Stored data:
______

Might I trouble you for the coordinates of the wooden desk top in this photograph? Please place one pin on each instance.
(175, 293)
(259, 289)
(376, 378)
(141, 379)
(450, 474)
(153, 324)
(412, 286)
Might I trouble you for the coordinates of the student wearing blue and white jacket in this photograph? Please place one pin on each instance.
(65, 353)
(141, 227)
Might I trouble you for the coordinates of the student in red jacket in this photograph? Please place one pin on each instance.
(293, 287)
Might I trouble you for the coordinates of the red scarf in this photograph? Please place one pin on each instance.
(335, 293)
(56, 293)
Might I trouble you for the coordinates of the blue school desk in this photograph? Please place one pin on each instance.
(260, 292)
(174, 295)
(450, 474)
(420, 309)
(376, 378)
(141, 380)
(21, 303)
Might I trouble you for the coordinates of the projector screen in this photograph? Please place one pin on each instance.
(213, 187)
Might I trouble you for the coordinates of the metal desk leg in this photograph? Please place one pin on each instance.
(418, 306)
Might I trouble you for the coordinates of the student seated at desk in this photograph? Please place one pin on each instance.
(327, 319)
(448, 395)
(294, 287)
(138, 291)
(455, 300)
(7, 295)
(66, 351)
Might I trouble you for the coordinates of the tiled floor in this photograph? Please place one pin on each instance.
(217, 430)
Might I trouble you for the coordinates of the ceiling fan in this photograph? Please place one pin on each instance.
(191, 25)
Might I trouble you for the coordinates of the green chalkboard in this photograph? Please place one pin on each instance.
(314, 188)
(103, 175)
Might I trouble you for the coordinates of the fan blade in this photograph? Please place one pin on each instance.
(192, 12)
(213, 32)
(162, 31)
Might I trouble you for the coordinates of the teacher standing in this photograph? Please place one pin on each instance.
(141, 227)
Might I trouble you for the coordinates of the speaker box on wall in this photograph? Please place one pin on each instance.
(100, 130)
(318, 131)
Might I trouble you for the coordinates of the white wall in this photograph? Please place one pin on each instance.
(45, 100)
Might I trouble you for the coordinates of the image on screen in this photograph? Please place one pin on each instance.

______

Challenge: In the data above, replace every "coordinates" with "position". Change nothing else.

Result of the task:
Might I trouble you for the position of the wooden desk top in this photograph? Please place one pin on each instance.
(175, 293)
(259, 289)
(376, 378)
(141, 379)
(450, 474)
(153, 324)
(412, 286)
Might I trouble you for the position of the student wearing blue and white jacket in this photograph? Please place one pin on each instance.
(65, 353)
(141, 227)
Might I trouble you for the position of the student in red jacket in this photograph? Please place one pin on each instance.
(293, 287)
Might I trouble you for the position of the red scarf in this photograph? Please place one pin on each instance.
(335, 293)
(56, 293)
Might I trouble you for the position of the blue school desk in this photograph? Please place one pin on each instance.
(260, 292)
(174, 295)
(450, 474)
(420, 309)
(376, 378)
(141, 380)
(21, 303)
Might I trouble you for the position of the projector screen in this photograph? Please place one pin on each instance.
(213, 187)
Might I trouble you for the position of the metal desk leg in this photograph? Please place one pin on each instance.
(418, 306)
Might I trouble you for the position of the student seated at desk in this photograph? Please place one pin on each instance.
(327, 319)
(448, 395)
(294, 287)
(138, 291)
(455, 300)
(7, 295)
(66, 351)
Might I trouble you for the position of the tiled floor in this photograph? Please place one pin on each instance.
(217, 430)
Might I trouble you for the position of the ceiling fan in this photograph? Please place one pin on each instance.
(191, 25)
Might I trouble you for the position of the green chalkboard in this photograph? Please place one pin on each instance.
(314, 188)
(103, 175)
Might I trouble you for the position of the fan blade in this photograph? Please place one pin on each instance.
(192, 12)
(213, 32)
(162, 31)
Might I trouble you for the position of the teacher standing in this photograph? Please place one pin on each instance.
(141, 227)
Might I trouble you for the position of the speaker box on wall in this photograph? Please place one pin on each instance.
(100, 130)
(318, 131)
Might I trouble you for the position of the white wall in this photograph? Please place one pin on each instance.
(45, 100)
Might I trouble you for the position of the image on screen in this photograph? Please place one pin on each instance.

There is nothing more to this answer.